▶ [Short exercise] Retype the listing that follows, exactly as written.

#### Exercise input

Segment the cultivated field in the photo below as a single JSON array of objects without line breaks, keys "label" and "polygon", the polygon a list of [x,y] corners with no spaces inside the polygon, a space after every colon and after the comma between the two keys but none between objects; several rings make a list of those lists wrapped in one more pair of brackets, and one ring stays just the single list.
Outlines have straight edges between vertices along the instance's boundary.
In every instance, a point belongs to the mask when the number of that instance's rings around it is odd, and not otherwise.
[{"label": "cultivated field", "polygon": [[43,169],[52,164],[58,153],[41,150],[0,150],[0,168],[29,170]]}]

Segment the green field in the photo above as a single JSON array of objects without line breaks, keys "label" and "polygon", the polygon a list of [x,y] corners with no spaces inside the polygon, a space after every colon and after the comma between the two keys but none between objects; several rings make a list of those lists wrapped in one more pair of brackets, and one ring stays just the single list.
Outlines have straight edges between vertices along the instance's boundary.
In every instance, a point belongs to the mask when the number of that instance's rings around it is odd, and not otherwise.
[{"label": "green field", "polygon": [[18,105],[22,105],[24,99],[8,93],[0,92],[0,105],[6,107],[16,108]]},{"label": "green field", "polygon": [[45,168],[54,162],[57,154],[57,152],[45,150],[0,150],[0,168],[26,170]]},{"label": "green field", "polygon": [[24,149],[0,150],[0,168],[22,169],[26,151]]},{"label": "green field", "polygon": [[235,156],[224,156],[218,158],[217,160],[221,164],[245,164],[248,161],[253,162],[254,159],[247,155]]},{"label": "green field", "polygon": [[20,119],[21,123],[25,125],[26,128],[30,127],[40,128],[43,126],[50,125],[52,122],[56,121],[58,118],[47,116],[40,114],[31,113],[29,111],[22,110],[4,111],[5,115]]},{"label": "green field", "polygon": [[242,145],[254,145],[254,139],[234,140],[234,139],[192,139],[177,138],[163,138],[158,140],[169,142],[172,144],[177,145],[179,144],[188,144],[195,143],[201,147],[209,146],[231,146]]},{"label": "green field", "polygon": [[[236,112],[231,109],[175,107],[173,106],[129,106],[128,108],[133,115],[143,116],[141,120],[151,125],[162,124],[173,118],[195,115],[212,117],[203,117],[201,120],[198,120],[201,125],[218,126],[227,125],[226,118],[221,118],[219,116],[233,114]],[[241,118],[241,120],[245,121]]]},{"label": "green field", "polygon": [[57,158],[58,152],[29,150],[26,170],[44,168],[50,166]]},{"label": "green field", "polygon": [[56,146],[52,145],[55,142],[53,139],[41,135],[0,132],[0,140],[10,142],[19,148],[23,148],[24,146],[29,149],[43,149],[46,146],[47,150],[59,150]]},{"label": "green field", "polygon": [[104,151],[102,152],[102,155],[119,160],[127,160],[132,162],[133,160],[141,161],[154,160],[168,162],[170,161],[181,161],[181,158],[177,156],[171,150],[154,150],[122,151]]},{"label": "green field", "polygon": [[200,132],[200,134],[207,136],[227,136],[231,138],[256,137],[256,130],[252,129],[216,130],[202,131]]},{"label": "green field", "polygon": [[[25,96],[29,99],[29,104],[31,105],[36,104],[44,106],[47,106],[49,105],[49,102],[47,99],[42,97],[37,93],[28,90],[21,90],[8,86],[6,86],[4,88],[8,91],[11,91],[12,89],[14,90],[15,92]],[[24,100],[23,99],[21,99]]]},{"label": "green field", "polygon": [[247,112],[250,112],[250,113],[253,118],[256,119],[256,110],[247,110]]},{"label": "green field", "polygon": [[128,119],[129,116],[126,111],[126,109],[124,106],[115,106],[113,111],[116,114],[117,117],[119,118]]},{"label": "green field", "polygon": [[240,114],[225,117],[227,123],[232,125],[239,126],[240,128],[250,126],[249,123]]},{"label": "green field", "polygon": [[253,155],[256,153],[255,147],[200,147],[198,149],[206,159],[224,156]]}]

########

▶ [Solution to this task]
Segment the cultivated field in the photo below as a single JSON array of objects without line breaks, keys "label" and "polygon", the polygon a list of [x,y] corners with no spaces inside the polygon, a space after every colon and after the comma between the two keys but none between objects; several rings make a list of those lists wrapped in one more pair of brackets, and one ring stays just the single list.
Outlines have straight edges between vertices along the instance's boundary.
In every instance, a point belongs to the mask when the number of that instance's rings around it is odd, and not otherwise.
[{"label": "cultivated field", "polygon": [[43,169],[52,164],[58,153],[41,150],[0,150],[0,168],[29,170]]}]

Segment the green field in the photo above as a single JSON array of objects without line breaks, keys "label" and "polygon", the polygon a list of [x,y] corners with no spaces inside the polygon, a space after every colon and after the comma between the two keys but none between objects; several rings make a list of those lists wrapped in one more pair of brackets, and one ring stays just the single list.
Outlines have straight edges between vertices along the instance's boundary.
In every instance, a point belongs to the mask when the number of that instance's rings around it is odd, and not otherwise.
[{"label": "green field", "polygon": [[18,105],[22,105],[24,99],[8,93],[0,92],[0,105],[6,107],[16,108]]},{"label": "green field", "polygon": [[45,168],[54,162],[57,154],[57,152],[45,150],[0,150],[0,168],[26,170]]},{"label": "green field", "polygon": [[24,149],[0,150],[0,168],[22,169],[26,151]]},{"label": "green field", "polygon": [[235,156],[224,156],[218,158],[217,160],[221,164],[245,164],[248,161],[253,162],[254,159],[247,155]]},{"label": "green field", "polygon": [[20,119],[21,123],[25,125],[26,128],[30,127],[40,128],[43,126],[50,125],[52,122],[56,121],[58,118],[47,116],[40,114],[31,113],[29,111],[22,110],[4,111],[5,115]]},{"label": "green field", "polygon": [[242,145],[254,145],[254,139],[234,140],[234,139],[192,139],[177,138],[163,138],[158,140],[169,142],[172,144],[177,145],[179,144],[188,144],[195,143],[201,147],[209,146],[231,146]]},{"label": "green field", "polygon": [[[236,112],[231,109],[175,107],[173,106],[129,106],[128,108],[133,115],[143,116],[141,120],[151,125],[162,124],[173,118],[195,115],[212,117],[203,117],[201,120],[198,120],[201,125],[218,126],[227,125],[226,118],[221,118],[219,116],[233,114]],[[241,118],[241,120],[245,121]]]},{"label": "green field", "polygon": [[57,158],[58,152],[29,150],[26,170],[44,168],[50,166]]},{"label": "green field", "polygon": [[56,146],[52,145],[55,142],[53,139],[41,135],[0,132],[0,140],[10,142],[19,148],[23,148],[24,146],[29,149],[43,149],[46,146],[47,150],[59,150]]},{"label": "green field", "polygon": [[104,151],[102,152],[102,155],[119,160],[127,160],[132,162],[133,160],[141,161],[154,160],[168,162],[170,161],[181,161],[181,158],[177,156],[171,150],[154,150],[122,151]]},{"label": "green field", "polygon": [[200,132],[200,134],[207,136],[227,136],[231,138],[256,137],[256,130],[252,129],[216,130],[202,131]]},{"label": "green field", "polygon": [[[25,96],[29,99],[29,104],[31,105],[36,104],[44,106],[47,106],[49,105],[49,102],[47,99],[42,97],[37,93],[28,90],[21,90],[8,86],[6,86],[4,88],[8,91],[11,91],[12,89],[14,90],[15,92]],[[24,100],[23,99],[21,99]]]},{"label": "green field", "polygon": [[247,112],[250,112],[250,113],[253,118],[256,119],[256,110],[247,110]]},{"label": "green field", "polygon": [[128,119],[129,116],[126,111],[126,109],[124,106],[115,106],[113,111],[116,114],[117,117],[119,118]]},{"label": "green field", "polygon": [[240,114],[225,117],[227,123],[232,125],[239,126],[240,128],[250,126],[249,123]]},{"label": "green field", "polygon": [[253,155],[256,153],[255,147],[200,147],[198,149],[206,159],[224,156]]}]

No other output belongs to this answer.